• _THINGS TO DO_
a) Quote the node timeout thread word for word, everything from "2.the node tries" down to "on cmr disks.".
b) Extend the node timeout thread with writing that picks up right after its last sentence.

• _GIVEN PASSAGE_
==*==

Fatal Error on my Node / Timeout after 1 min

daki82 · April 2, 2023, 3:48pm

i noticed something in the “trash” file of the node
(because it was terrible slow (not to access but to gather the file size of the contents.))

there are 6 folders in wich are 1024 folders with 2digit name. 3 of the six folders take real long when i wanted to know how big they are.
got suspension on 3 satelites today and the “timeout” error.
can this cause the drive to take long when trash -not garbage- is deleted?
this was hidden from the long downtime a week ago.

my guess here:
1 the satelites start trash deletion/move totrash en mass.
2.the node tries to move pice to trash and/delete from trash (simultaneous?) thousands of pieces. needs more than one min-and times out. since 1.75.2
3. other trash options are canceled, causing “can not move to trash” etc. visible in log. at same time.

before 1.75.2 normal r/w fills cache and ram, gets done maybe some min. later incl. audit.
everybody knows windows is bad at deleting moving lots of small files on cmr disks.

@Alexey and @Knowledge explains everything like “your disk has problem” “and only windows” “no audit problem” or more questions?

could it take to long to calculate the used space of trash ?

Knowledge · April 2, 2023, 11:03pm

After 141 responses from different people with different issues, I’m not sure what the issue we are focusing on is.

Does deleting things out of trash or counting used space cause audit failures? I would think the problem would be more widespread if that was the case. I mean, if you have five nodes sharing one drive in five different VM’s and they start doing heavy drive work, it would seem logical that the drive can’t keep up with all of the virtual machines. And so one of them is low man on the chain and gets the most wait states and times out. The larger the data grows, the longer these processes take, the more your nodes will suffer performance issues.

==*==

• _STORED DATA_
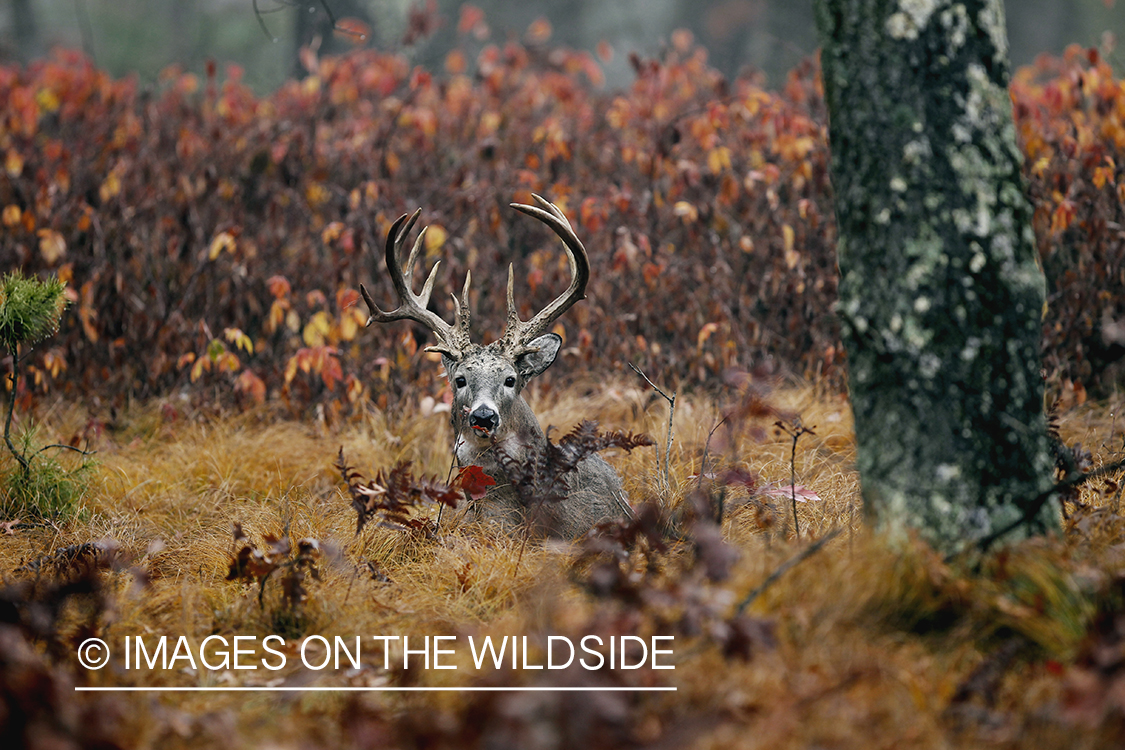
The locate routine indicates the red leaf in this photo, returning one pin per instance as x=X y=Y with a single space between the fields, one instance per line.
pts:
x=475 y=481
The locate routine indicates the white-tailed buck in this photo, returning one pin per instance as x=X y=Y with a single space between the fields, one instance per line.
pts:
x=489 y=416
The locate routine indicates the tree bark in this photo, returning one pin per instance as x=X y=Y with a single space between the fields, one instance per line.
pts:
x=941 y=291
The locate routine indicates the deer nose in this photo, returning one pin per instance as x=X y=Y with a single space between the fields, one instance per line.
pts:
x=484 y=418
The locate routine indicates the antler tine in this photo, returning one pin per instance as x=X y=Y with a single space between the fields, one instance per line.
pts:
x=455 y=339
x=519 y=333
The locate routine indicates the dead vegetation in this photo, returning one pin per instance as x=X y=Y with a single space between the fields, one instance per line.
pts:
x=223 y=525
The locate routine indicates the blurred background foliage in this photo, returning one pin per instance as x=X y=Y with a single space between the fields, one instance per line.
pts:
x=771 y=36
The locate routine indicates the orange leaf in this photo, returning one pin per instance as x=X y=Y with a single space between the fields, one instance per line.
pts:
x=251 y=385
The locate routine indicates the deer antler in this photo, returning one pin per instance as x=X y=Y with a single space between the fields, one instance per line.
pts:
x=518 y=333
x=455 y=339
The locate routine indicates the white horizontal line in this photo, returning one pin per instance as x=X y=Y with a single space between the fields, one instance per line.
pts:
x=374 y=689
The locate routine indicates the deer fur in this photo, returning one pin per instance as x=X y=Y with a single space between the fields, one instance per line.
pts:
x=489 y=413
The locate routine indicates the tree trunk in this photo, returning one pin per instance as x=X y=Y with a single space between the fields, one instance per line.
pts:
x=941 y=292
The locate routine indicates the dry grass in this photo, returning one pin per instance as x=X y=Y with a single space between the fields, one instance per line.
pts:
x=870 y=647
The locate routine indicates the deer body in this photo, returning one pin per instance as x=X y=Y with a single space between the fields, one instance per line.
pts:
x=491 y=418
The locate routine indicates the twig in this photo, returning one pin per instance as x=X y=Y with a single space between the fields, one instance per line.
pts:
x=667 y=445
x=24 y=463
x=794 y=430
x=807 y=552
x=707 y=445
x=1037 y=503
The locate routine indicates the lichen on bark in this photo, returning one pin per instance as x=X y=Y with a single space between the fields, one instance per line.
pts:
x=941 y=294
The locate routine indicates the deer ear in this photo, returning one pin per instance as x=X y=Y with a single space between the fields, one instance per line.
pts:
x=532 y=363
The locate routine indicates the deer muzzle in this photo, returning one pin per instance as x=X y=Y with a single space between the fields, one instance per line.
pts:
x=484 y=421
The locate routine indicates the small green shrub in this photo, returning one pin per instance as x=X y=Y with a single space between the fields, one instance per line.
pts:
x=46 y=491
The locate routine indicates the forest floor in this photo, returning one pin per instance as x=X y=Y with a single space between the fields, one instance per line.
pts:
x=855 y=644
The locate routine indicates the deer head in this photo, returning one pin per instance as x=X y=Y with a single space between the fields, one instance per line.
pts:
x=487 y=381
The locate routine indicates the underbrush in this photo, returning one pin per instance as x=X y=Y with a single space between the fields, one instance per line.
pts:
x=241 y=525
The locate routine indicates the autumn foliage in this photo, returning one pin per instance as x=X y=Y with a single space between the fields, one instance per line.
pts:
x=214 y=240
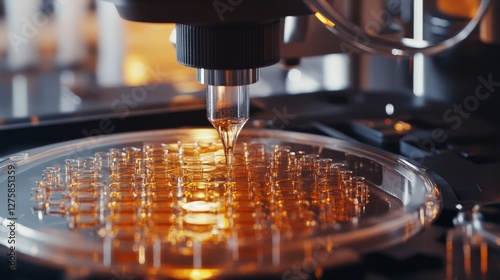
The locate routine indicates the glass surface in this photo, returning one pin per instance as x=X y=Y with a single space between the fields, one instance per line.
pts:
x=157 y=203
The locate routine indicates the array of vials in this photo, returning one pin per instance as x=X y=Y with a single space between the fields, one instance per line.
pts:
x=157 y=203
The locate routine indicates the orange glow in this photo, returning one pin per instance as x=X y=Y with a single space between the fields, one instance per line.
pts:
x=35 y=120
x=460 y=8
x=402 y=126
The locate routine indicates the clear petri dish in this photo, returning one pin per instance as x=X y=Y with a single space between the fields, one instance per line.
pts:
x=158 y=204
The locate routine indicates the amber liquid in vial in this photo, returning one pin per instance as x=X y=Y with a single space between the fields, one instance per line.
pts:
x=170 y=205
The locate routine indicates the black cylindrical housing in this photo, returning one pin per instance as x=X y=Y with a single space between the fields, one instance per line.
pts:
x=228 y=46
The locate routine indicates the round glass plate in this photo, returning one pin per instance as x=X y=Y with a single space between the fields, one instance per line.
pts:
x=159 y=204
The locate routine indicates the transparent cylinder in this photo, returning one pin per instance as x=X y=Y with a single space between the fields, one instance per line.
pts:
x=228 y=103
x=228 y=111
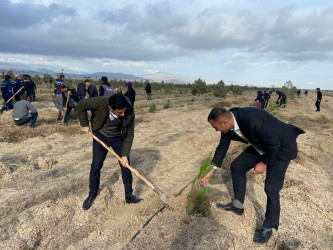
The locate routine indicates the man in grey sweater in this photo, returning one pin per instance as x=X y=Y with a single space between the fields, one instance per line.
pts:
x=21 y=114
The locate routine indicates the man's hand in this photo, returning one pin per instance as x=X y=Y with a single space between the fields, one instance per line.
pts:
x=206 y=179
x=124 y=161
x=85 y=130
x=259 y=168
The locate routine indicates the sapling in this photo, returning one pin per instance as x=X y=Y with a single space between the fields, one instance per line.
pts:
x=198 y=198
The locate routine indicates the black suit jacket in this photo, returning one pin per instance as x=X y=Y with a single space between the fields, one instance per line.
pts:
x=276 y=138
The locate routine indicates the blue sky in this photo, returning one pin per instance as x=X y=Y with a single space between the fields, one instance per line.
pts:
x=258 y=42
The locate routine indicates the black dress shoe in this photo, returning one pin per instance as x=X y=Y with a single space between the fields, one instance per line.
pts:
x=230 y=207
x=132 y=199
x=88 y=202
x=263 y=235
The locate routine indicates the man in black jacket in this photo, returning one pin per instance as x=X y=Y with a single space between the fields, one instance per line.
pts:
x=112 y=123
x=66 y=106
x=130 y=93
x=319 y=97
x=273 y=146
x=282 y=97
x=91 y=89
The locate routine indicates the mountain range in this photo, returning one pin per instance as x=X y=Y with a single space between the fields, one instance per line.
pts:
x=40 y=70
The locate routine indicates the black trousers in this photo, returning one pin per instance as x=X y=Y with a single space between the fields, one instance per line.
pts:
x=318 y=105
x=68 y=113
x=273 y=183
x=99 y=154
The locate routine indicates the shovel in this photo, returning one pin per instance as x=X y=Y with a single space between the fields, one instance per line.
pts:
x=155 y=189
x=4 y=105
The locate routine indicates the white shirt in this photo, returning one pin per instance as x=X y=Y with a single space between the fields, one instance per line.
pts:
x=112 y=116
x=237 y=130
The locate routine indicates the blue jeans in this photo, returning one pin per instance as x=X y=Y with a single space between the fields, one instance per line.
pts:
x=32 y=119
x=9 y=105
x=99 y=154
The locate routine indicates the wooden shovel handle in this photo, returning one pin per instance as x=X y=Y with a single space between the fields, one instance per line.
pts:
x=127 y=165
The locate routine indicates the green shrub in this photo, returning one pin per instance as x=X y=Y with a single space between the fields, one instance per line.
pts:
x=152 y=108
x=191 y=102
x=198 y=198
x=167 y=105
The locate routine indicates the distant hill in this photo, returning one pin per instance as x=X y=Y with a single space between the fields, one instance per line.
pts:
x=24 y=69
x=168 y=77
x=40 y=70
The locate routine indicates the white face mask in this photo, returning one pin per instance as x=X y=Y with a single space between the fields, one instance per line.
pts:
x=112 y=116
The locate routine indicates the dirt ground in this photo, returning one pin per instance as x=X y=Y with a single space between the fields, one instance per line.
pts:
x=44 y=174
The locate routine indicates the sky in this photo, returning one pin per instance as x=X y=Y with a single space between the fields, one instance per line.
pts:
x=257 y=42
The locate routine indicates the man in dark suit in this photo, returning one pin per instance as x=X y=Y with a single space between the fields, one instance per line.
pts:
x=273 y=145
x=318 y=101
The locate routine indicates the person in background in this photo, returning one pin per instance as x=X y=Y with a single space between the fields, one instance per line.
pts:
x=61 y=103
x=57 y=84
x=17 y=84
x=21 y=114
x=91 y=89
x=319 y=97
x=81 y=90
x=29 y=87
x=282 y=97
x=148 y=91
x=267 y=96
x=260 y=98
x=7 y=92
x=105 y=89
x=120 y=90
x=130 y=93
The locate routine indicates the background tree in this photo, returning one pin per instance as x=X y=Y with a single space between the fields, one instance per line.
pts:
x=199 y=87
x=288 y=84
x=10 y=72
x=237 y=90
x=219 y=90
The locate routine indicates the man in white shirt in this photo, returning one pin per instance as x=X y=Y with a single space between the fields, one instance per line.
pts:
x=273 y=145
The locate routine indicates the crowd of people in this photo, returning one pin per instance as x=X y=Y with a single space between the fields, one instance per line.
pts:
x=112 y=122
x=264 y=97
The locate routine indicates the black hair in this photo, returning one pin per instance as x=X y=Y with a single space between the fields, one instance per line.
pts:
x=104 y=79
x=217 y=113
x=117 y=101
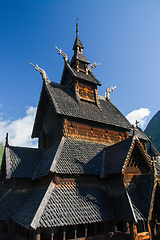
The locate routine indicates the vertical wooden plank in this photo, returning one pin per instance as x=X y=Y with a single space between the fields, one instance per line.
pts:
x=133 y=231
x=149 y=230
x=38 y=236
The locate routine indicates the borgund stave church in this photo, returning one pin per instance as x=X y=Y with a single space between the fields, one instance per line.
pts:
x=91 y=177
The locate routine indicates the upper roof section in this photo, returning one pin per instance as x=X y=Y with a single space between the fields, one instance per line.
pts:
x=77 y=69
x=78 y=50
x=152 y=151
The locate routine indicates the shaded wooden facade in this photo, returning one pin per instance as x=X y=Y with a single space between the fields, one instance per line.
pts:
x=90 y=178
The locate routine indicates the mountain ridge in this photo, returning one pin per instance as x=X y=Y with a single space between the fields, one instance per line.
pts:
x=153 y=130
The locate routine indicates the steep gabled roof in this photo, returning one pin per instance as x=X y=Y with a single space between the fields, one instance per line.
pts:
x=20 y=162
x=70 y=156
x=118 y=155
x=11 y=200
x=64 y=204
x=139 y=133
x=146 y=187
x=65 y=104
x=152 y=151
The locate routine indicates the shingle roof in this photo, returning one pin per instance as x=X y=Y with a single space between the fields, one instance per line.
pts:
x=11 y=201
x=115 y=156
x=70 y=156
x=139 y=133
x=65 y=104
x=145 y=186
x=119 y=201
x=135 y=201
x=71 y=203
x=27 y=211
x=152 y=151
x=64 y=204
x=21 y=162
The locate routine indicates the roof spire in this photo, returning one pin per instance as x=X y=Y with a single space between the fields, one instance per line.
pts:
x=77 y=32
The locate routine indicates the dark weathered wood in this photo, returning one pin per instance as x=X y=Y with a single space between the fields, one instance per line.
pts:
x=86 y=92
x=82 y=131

==*==

• _RESPONSES TO THE TASKS_
a)
2.the node tries to move pice to trash and/delete from trash (simultaneous?) thousands of pieces. needs more than one min-and times out. since 1.75.2
3. other trash options are canceled, causing “can not move to trash” etc. visible in log. at same time.

before 1.75.2 normal r/w fills cache and ram, gets done maybe some min. later incl. audit.
everybody knows windows is bad at deleting moving lots of small files on cmr disks.

b)
Now sure, you might have a high speed array that can handle fifty connections, I dunno. But generally speaking it’s not a good idea to segment a single drive into multiple nodes. File walker, deletes, or heavy traffic will cause it to take a beating.

jammerdan · April 2, 2023, 11:15pm

But it won’t get better.
I mean this is an interesting phase with lots of ingress and nodes growing.
We are seeing SNOs purchasing 20TB disks to be able to offer more space.
Also we should expect more customers and additional satellite operators.
This will lead to heavier garbage collections, file walkers and I don’t know what else.
So maybe additional optimizations for heavier usage scenarios might become necessary.

Knowledge · April 2, 2023, 11:49pm

If end users upload 1k files in the millions, it is difficult for any file system to manage the ops on so many files. Perhaps they could store smaller data inside a table instead of the file system. That may be more optimal for indexing but would still require drive ops. Although one could overwrite expired records rather than delete them which would eliminate a significant portion of overhead.

Larger segments would still be better served on the file system. SQL Server has a feature called FILESTREAM that links the records with the file system. So you can either store data in the table directly varchar(max) or use FILESTREAM to keep it on the drive but linked to the table. Would be very quick to launch batch commands to gather properties or conduct operations in batches.

jammerdan · April 3, 2023, 12:15am

There is probably still tons of things that could be done codewise for improving performance I don’t know.
From what I remember (I don’t know if it has been implemented or not) were suggestions to run things like the filewalker with lower priority for example. In general it sounds like a bad idea to run such things when the load is high anyway.
The other thing that has been mentioned was (again I don’t know if it is the case) that file deletion is a copy operation instead of a move causing more iops than necessary.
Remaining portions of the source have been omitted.